▸ Labeled region records
>> Begin

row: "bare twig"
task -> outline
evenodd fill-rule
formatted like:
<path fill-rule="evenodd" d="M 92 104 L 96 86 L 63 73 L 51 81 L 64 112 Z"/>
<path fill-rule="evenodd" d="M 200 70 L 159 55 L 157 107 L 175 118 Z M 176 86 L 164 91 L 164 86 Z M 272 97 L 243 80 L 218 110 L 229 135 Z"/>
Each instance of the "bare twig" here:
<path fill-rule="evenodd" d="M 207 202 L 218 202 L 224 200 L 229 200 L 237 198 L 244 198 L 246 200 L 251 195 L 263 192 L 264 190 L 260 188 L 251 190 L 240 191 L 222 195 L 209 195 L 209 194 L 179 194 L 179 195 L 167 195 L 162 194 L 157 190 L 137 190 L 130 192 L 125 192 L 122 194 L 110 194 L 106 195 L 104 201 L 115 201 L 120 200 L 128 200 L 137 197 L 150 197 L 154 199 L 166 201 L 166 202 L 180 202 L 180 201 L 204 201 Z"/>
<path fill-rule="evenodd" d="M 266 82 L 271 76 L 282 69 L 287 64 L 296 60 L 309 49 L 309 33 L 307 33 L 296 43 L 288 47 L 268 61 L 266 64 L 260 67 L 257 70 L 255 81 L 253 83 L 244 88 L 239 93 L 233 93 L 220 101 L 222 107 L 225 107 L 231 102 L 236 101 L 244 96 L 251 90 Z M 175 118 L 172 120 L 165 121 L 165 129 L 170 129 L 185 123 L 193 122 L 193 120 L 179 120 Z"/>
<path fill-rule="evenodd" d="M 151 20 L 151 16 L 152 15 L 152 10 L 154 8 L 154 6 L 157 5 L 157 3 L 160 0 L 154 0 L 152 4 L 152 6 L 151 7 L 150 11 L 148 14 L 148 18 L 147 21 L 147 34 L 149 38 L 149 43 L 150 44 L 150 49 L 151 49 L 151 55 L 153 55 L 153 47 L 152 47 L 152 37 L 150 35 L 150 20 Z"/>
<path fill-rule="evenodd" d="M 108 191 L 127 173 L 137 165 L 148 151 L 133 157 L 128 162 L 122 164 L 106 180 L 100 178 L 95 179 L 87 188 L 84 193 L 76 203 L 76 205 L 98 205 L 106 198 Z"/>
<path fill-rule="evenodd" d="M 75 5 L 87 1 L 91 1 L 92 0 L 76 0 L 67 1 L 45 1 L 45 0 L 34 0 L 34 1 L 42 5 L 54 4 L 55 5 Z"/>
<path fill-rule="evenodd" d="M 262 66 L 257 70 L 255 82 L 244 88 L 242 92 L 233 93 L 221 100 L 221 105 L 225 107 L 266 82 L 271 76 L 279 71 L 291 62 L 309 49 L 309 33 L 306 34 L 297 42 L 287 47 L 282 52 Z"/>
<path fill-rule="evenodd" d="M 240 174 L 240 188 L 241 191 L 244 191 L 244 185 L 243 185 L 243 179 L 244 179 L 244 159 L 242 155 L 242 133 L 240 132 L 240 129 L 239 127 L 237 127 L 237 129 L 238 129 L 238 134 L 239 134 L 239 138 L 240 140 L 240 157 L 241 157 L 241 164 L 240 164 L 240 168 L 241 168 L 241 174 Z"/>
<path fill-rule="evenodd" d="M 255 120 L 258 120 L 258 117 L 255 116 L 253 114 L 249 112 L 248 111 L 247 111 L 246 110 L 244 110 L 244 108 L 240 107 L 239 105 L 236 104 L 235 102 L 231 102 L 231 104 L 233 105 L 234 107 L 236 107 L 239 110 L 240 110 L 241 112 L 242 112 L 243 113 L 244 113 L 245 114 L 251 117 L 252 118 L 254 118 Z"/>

>> End

Please copy the records from their start through the line containing "271 76 L 282", both ends included, substituting "branch" for "twig" and changing nothing else.

row: "bare branch"
task -> outline
evenodd fill-rule
formatted like:
<path fill-rule="evenodd" d="M 92 104 L 96 86 L 63 73 L 51 81 L 64 112 Z"/>
<path fill-rule="evenodd" d="M 200 70 L 159 55 L 157 107 L 175 118 Z M 176 86 L 164 91 L 164 86 Z M 272 97 L 243 80 L 218 110 L 229 135 Z"/>
Each instance of the "bare branch" here:
<path fill-rule="evenodd" d="M 207 202 L 218 202 L 224 200 L 229 200 L 237 198 L 244 198 L 246 200 L 251 195 L 263 192 L 264 190 L 260 188 L 251 190 L 240 191 L 222 195 L 209 195 L 209 194 L 179 194 L 179 195 L 167 195 L 162 194 L 157 190 L 137 190 L 130 192 L 125 192 L 122 194 L 110 194 L 106 195 L 104 201 L 115 201 L 120 200 L 128 200 L 137 197 L 150 197 L 154 199 L 166 201 L 166 202 L 180 202 L 180 201 L 204 201 Z"/>
<path fill-rule="evenodd" d="M 266 82 L 271 76 L 282 69 L 287 64 L 296 60 L 309 49 L 309 33 L 307 33 L 296 43 L 288 47 L 268 61 L 266 64 L 260 67 L 257 70 L 255 81 L 253 83 L 244 88 L 239 93 L 233 93 L 220 101 L 222 107 L 225 107 L 231 102 L 236 101 L 244 96 L 251 90 Z M 175 118 L 172 120 L 165 121 L 165 129 L 170 129 L 185 123 L 193 122 L 193 120 L 179 120 Z"/>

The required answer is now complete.